>> BEGIN PROVIDED TEXT

B2: Appropriations | Legal, Democratic Accountability, and National Security Implications
In addition to the impoundment of funds already appropriated by Congress, there are extensive legal, democracy-based, and national security implications of Musk's noncompliance:
- The international aid freeze, the OMB memo, and the continued reports of frozen funds constitute unilateral action to "impound" tens of billions of dollars in already appropriated funds. This directly contravenes the Impoundment Control Act of 1974 (ICA), which clearly states that the executive cannot temporarily or permanently withhold enacted funding, and establishes clear procedures that presidents must follow to propose delaying or rescinding funding. While the president may defer spending appropriated funds, he must submit a request to Congress. No such request has been issued or received. Additionally, it is unclear if funds frozen include those "required" or "mandated" to be spent, which cannot be frozen even via the ICA process (this category includes several US treaty and multi-lateral obligations). The ICA provisions regarding delayed or rescinded funding do not apply to funds that are "required" or "mandated" to be spent, which includes several US treaty and multi-lateral obligations.
- Damaging trust in the US's willingness to fulfill its contractual obligations, from contractors to Treasury payments to tariff/trade obligations.
- The freeze has not ended: Grantees and beneficiaries who have received "waivers" from the freeze have reported that funds have not been transferred, and reports from inside government agencies suggest that DOGE functionaries have seized the financial controls and are refusing to transfer funds, in violation of court orders.
- Enormous risk of corruption and elite capture by foreign interests: Musk and his unvetted group of young programmers with dubious ties to foreign governments, corporations, and non-state actors have been given the power to bypass Congress and decide how the US government spends its budget, both foreign and domestic.
- The tactics used against USAID may be used on other agencies to bypass Congressional authority to make budgets and charter agencies. For example:
- Ignoring Congressional statutes: Legal scholars agree that it would take an act of Congress to eliminate USAID, which was first created by an executive order in 1961 and established by statute as its own agency by Congress in 1998, or to consolidate it into the Department of State. Capitulation on this issue will ease the way for elimination of other agencies, including the Department of Education (established by Congress in 1979) and the Consumer Financial Protection Bureau (established through the Dodd-Frank Act in 2010).
- Removing funding for Congressionally mandated policy priorities: USAID’s funding and actions have been a critical element of the US strategy for competing with China and Russia for political and economic influence in the developing world. Moreover, anti-corruption and judicial reform initiatives have been key to combating transnational crime, corruption, human trafficking and terrorism. Congress has the responsibility to participate in choices about curtailing these programs, which help to safeguard America's security.
- Delegating crucial policy decisions to centralized, unaccountable members of the DOGE team: they demanded access to sensitive materials (placing Agency senior leadership on leave when challenged), laid off thousands of contractors who were conducting the day-to-day work of the Agency, and recalled all USAID Foreign Service Officers to DC within the week.

>> END PROVIDED TEXT
>> BEGIN RECORD EXCERPTS

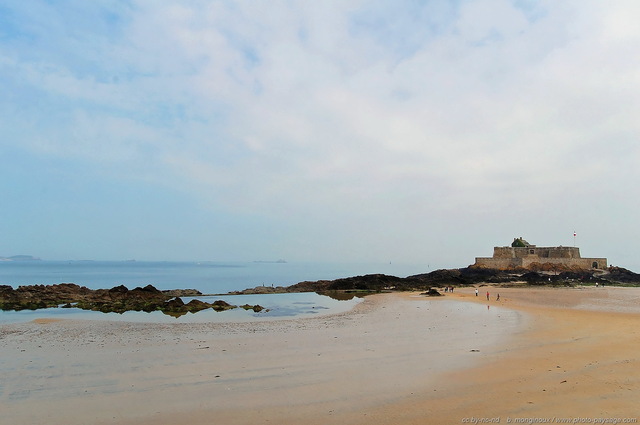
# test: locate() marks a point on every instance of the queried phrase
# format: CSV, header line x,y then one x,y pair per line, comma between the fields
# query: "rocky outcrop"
x,y
118,299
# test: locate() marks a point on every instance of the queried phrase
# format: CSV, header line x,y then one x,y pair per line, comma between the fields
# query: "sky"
x,y
423,132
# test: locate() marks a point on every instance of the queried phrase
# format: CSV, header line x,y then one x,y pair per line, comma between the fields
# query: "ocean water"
x,y
207,277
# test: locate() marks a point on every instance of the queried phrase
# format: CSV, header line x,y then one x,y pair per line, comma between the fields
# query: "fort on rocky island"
x,y
523,254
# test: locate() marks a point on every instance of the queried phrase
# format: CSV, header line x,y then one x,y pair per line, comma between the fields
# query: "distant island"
x,y
20,258
280,261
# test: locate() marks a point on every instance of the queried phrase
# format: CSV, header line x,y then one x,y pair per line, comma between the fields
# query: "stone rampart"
x,y
511,257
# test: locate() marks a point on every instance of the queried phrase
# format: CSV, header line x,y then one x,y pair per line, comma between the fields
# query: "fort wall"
x,y
511,257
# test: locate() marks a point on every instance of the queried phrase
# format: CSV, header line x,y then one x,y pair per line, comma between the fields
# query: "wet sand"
x,y
397,358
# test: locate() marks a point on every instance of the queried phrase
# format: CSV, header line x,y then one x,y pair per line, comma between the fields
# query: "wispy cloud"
x,y
324,110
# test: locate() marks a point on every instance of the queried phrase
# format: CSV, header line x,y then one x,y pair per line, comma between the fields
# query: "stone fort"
x,y
522,254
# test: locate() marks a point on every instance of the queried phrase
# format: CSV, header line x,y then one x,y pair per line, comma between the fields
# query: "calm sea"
x,y
207,277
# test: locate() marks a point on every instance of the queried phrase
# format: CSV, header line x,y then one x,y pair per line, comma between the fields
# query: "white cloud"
x,y
335,111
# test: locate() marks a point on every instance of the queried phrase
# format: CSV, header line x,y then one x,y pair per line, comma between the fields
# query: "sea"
x,y
215,279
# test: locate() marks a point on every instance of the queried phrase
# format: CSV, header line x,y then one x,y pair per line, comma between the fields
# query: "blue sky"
x,y
412,131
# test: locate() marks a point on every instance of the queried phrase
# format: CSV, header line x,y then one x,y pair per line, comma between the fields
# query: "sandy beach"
x,y
545,354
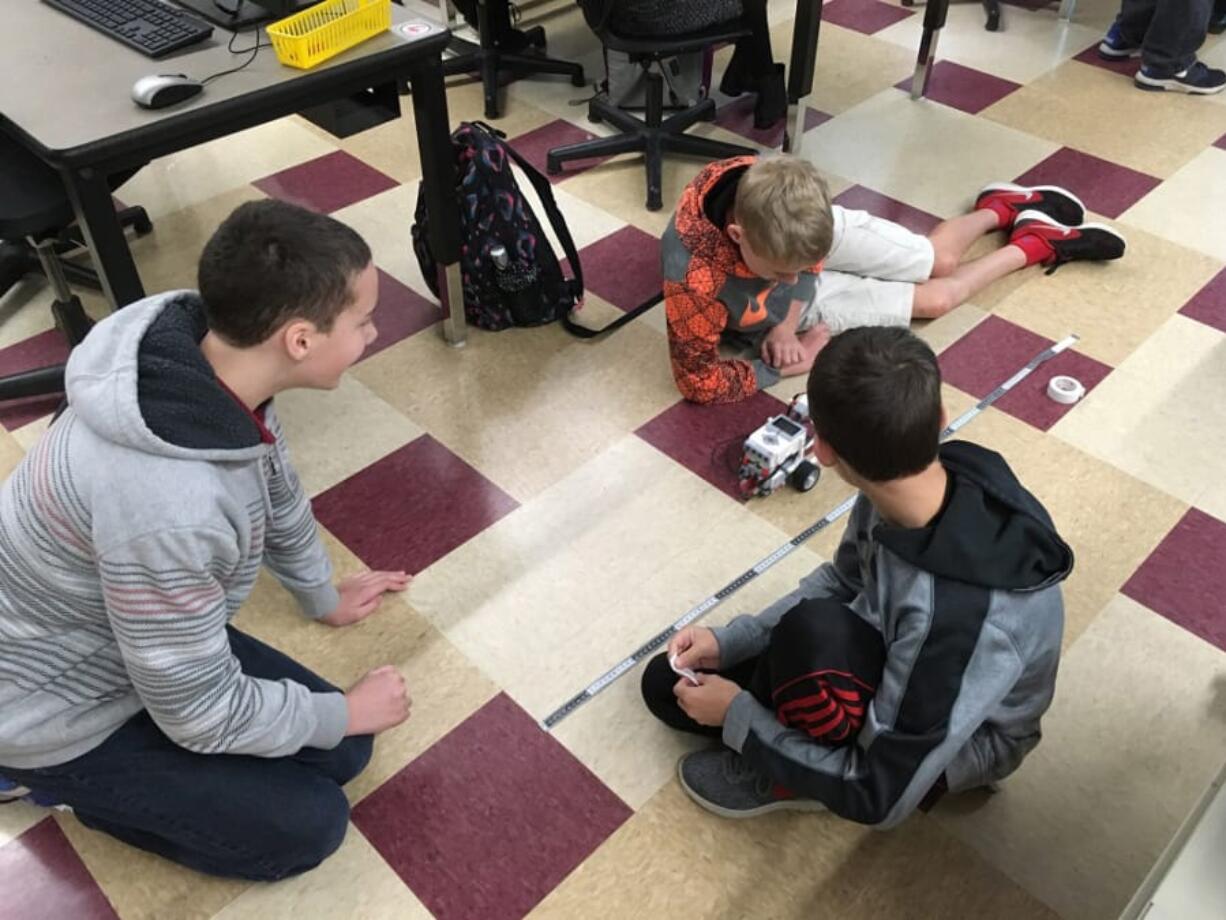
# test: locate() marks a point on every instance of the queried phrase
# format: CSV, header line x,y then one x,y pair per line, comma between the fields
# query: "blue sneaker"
x,y
1115,47
1198,80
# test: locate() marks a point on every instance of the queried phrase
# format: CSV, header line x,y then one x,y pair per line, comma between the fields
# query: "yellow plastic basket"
x,y
313,36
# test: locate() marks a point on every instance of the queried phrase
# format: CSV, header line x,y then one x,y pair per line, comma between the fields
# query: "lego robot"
x,y
779,453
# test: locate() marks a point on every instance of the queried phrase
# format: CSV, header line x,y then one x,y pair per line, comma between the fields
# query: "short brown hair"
x,y
874,396
271,261
784,207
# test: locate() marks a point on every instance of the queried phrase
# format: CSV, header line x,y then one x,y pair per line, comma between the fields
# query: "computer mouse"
x,y
161,90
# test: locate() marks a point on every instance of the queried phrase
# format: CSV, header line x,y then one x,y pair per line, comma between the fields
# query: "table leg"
x,y
933,21
90,194
802,65
439,185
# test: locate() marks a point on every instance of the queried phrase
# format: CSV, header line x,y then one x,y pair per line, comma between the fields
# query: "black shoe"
x,y
771,106
736,76
1054,243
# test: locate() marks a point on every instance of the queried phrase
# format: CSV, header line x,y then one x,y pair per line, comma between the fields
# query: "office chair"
x,y
36,218
503,48
652,136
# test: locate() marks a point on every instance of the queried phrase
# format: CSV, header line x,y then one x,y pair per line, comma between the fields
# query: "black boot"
x,y
736,76
771,104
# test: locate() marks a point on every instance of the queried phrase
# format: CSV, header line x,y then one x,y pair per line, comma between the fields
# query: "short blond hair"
x,y
784,207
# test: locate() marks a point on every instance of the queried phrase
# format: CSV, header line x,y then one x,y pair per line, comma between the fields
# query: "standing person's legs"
x,y
1176,31
227,815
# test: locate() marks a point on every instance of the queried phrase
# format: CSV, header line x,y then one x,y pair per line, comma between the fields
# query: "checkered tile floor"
x,y
559,504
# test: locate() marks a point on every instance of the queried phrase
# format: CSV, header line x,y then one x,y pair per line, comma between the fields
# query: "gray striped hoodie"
x,y
129,537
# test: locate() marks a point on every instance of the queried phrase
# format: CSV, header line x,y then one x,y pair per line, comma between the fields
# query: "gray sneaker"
x,y
723,784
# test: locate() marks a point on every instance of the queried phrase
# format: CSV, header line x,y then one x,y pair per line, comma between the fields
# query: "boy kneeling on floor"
x,y
918,661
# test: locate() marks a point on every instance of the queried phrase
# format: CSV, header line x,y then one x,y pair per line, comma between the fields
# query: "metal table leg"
x,y
439,183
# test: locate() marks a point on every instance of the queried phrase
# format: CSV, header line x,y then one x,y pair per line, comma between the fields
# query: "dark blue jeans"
x,y
226,815
1168,31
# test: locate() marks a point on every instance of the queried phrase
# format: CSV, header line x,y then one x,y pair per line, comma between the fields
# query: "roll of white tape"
x,y
1066,389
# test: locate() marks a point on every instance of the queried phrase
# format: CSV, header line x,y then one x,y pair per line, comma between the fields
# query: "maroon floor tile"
x,y
489,820
401,313
738,118
1209,303
996,350
964,87
326,183
412,507
708,440
1127,66
862,199
1105,188
42,876
1184,578
867,16
536,144
623,268
38,351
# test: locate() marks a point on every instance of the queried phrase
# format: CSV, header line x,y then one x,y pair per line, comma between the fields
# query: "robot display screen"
x,y
787,426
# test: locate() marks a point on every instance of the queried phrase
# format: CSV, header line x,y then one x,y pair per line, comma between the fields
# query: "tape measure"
x,y
660,639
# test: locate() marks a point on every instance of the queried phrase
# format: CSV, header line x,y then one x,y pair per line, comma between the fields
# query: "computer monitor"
x,y
242,15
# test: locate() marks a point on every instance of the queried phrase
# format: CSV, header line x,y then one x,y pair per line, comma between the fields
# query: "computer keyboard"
x,y
150,26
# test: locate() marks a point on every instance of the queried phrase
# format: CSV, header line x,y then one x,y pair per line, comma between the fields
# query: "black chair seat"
x,y
32,198
671,46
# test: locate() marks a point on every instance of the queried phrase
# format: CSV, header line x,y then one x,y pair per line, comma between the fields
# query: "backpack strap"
x,y
544,191
585,333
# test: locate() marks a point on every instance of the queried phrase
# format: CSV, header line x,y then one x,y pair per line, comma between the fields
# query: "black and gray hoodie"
x,y
971,616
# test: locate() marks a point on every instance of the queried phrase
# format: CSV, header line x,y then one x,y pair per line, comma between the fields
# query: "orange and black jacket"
x,y
709,291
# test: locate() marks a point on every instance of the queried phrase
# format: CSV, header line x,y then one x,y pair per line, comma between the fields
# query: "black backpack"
x,y
510,274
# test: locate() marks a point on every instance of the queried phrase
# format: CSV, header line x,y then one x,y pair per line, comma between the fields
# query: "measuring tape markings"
x,y
661,638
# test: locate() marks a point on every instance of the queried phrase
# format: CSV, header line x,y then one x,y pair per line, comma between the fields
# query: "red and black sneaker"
x,y
1048,242
1007,200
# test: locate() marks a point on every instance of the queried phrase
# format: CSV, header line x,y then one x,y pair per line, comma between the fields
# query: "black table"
x,y
66,97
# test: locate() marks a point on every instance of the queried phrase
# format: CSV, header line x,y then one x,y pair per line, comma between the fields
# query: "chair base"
x,y
488,60
652,136
19,259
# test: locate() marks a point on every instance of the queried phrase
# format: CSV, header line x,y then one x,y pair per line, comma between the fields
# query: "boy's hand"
x,y
695,648
379,701
781,347
708,703
361,595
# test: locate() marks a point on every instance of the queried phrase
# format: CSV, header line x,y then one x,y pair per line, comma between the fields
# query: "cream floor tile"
x,y
168,258
851,66
17,818
614,735
1088,813
200,173
672,859
141,886
11,453
590,569
927,155
385,221
353,882
445,687
1191,206
392,149
338,433
1113,307
619,187
1111,519
1155,416
1068,107
526,406
1028,46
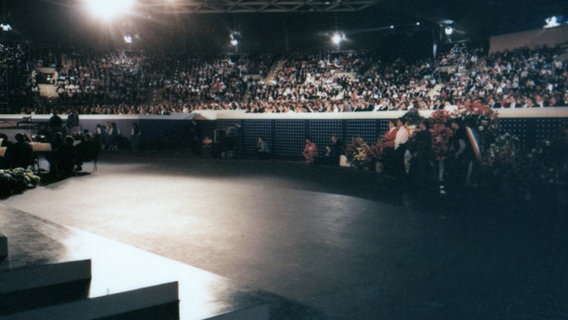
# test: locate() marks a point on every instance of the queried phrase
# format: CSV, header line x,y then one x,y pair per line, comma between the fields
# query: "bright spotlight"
x,y
337,38
108,9
5,27
551,22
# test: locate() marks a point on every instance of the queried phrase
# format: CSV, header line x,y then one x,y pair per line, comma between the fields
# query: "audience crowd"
x,y
138,82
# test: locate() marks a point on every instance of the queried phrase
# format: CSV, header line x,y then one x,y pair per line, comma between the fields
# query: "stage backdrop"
x,y
284,133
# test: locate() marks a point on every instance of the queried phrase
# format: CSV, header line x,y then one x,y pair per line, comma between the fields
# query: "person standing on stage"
x,y
400,148
310,151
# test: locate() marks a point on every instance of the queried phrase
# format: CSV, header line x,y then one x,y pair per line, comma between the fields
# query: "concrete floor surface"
x,y
350,243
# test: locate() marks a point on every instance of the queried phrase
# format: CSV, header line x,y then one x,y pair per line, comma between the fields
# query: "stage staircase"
x,y
43,275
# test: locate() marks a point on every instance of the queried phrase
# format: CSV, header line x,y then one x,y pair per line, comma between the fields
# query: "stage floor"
x,y
349,243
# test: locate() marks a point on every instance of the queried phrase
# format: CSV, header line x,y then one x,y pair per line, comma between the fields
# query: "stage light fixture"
x,y
338,37
107,10
5,27
551,22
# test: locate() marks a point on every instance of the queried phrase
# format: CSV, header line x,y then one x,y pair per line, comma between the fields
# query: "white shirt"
x,y
401,137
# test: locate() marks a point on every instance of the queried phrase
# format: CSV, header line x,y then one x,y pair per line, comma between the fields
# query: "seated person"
x,y
19,154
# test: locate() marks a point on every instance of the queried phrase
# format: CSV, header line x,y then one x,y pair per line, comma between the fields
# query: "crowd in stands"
x,y
120,82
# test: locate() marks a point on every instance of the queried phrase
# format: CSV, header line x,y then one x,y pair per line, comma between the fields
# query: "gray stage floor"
x,y
349,243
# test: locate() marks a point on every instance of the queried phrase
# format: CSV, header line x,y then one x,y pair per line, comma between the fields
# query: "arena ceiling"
x,y
243,6
284,22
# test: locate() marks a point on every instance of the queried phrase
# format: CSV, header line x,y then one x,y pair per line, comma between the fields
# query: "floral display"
x,y
441,134
16,181
360,154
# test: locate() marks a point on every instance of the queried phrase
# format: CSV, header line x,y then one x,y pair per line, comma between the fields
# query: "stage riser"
x,y
44,285
158,302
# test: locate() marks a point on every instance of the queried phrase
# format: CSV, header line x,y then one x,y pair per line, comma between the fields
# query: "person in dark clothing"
x,y
421,146
262,151
19,154
336,150
55,122
462,151
87,150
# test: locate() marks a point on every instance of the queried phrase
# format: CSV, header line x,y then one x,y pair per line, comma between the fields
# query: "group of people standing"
x,y
407,155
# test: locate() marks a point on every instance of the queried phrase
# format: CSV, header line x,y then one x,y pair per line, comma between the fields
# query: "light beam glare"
x,y
108,10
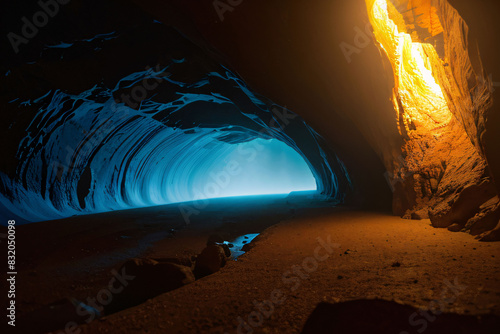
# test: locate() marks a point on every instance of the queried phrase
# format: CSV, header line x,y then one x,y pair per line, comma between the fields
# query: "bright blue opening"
x,y
259,167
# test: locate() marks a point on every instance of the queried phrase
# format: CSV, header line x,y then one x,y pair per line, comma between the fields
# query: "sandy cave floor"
x,y
373,255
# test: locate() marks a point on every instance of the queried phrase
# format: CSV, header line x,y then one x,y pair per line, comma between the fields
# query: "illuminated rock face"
x,y
440,102
179,129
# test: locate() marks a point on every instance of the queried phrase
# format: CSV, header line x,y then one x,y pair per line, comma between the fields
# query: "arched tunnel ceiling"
x,y
148,135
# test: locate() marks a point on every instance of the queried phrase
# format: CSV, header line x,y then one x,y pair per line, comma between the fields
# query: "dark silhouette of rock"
x,y
388,317
210,260
58,315
150,279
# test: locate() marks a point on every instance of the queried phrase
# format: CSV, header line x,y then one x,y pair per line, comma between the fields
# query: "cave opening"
x,y
251,166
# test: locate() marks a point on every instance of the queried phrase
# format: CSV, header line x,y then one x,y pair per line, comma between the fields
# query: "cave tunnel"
x,y
236,166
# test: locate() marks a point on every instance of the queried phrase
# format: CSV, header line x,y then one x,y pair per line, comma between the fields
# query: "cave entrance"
x,y
257,167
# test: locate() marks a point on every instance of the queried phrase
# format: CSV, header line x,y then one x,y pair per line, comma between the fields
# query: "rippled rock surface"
x,y
141,116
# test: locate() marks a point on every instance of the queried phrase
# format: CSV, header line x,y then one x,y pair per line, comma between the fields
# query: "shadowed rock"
x,y
387,317
150,279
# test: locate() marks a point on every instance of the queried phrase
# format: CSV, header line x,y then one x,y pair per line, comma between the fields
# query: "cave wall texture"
x,y
447,173
321,60
128,112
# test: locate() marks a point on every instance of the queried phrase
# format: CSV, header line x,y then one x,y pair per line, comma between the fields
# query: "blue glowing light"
x,y
96,152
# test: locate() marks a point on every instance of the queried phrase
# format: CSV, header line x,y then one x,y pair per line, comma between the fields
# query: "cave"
x,y
236,166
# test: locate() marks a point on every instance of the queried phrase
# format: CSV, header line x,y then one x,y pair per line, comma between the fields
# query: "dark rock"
x,y
493,235
420,214
486,219
455,227
215,239
466,205
180,261
148,279
55,316
227,251
388,317
210,260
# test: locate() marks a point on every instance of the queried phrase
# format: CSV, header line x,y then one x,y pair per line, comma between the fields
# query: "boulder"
x,y
210,260
388,317
464,206
148,279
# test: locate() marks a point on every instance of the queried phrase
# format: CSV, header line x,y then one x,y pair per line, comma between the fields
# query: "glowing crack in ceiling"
x,y
424,105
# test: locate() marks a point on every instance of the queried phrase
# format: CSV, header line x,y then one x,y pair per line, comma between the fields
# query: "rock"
x,y
227,251
420,214
210,260
55,316
485,220
388,317
215,239
148,279
493,235
455,227
180,261
466,205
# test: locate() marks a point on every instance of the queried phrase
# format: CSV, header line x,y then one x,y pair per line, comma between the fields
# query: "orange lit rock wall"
x,y
440,101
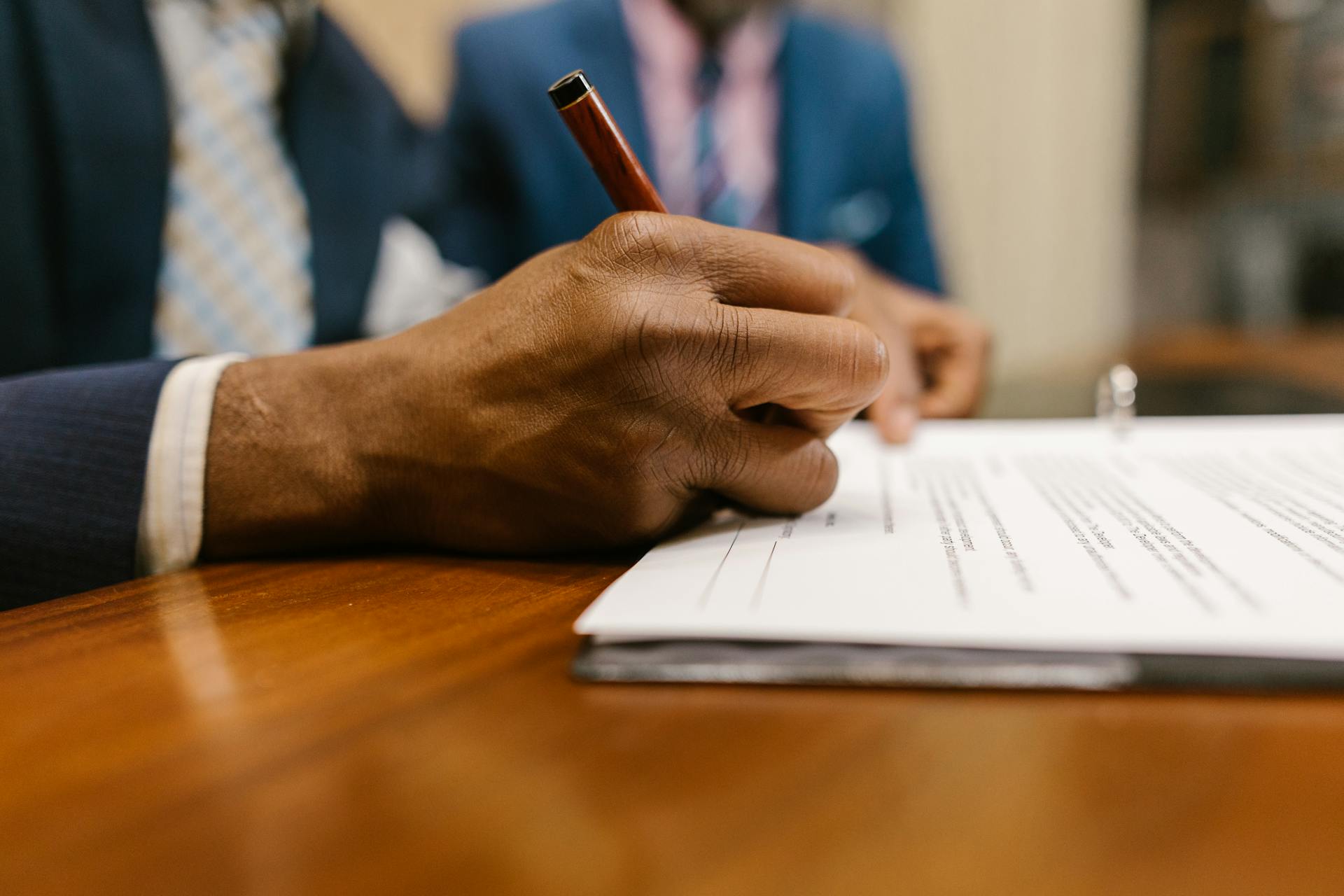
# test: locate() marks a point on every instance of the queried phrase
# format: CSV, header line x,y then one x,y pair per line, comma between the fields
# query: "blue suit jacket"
x,y
84,172
846,166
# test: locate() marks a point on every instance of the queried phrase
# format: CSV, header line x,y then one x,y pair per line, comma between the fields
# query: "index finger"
x,y
823,370
738,266
956,382
761,270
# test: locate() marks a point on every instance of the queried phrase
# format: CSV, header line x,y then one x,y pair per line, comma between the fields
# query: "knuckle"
x,y
635,239
864,358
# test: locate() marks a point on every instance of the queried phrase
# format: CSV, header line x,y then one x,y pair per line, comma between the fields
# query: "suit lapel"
x,y
334,144
803,158
111,137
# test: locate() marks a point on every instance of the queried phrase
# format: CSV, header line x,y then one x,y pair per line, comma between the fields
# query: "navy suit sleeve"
x,y
73,450
905,248
477,223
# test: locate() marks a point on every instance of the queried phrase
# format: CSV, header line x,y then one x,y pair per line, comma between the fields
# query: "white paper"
x,y
1191,536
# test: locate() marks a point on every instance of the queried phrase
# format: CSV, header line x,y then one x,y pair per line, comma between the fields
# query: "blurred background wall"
x,y
1028,127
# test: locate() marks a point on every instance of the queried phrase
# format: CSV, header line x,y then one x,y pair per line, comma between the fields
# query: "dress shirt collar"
x,y
668,46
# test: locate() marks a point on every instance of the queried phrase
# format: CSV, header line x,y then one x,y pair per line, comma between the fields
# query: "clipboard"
x,y
904,666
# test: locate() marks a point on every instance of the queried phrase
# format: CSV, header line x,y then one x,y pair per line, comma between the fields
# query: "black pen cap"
x,y
570,89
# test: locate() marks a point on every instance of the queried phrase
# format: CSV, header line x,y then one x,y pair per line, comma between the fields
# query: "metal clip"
x,y
1116,393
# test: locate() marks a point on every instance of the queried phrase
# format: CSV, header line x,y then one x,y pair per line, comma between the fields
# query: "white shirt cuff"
x,y
174,507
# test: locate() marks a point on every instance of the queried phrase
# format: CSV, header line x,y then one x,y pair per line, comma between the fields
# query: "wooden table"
x,y
407,724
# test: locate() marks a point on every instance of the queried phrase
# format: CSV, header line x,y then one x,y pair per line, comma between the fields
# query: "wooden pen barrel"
x,y
605,147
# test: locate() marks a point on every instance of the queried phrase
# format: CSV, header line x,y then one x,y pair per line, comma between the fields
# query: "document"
x,y
1218,536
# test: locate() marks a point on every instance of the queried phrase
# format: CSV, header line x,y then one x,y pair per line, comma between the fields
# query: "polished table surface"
x,y
407,724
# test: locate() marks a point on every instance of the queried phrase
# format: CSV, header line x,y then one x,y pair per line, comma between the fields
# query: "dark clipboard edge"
x,y
909,666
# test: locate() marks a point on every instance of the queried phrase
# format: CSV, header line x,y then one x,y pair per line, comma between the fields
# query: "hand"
x,y
940,354
603,394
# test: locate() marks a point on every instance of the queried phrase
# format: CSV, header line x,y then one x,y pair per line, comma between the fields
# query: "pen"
x,y
606,148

>> END RECORD EXCERPTS

* _THE TASKS_:
1. Using the appropriations text, explain in one to three sentences why the freeze of already appropriated funds contravenes the Impoundment Control Act of 1974.
2. Gather every line of the records that contains the string "ceiling". Case counts.

* _EXPECTED RESPONSES_:
1. The Impoundment Control Act states that the executive cannot temporarily or permanently withhold enacted funding. It also sets the procedures a president must follow to propose delaying or rescinding funds. A president may defer spending only by submitting a request to Congress, and no such request has been issued or received.

2.
# query: "arena ceiling"
# query: "arched tunnel ceiling"
# query: "glowing crack in ceiling"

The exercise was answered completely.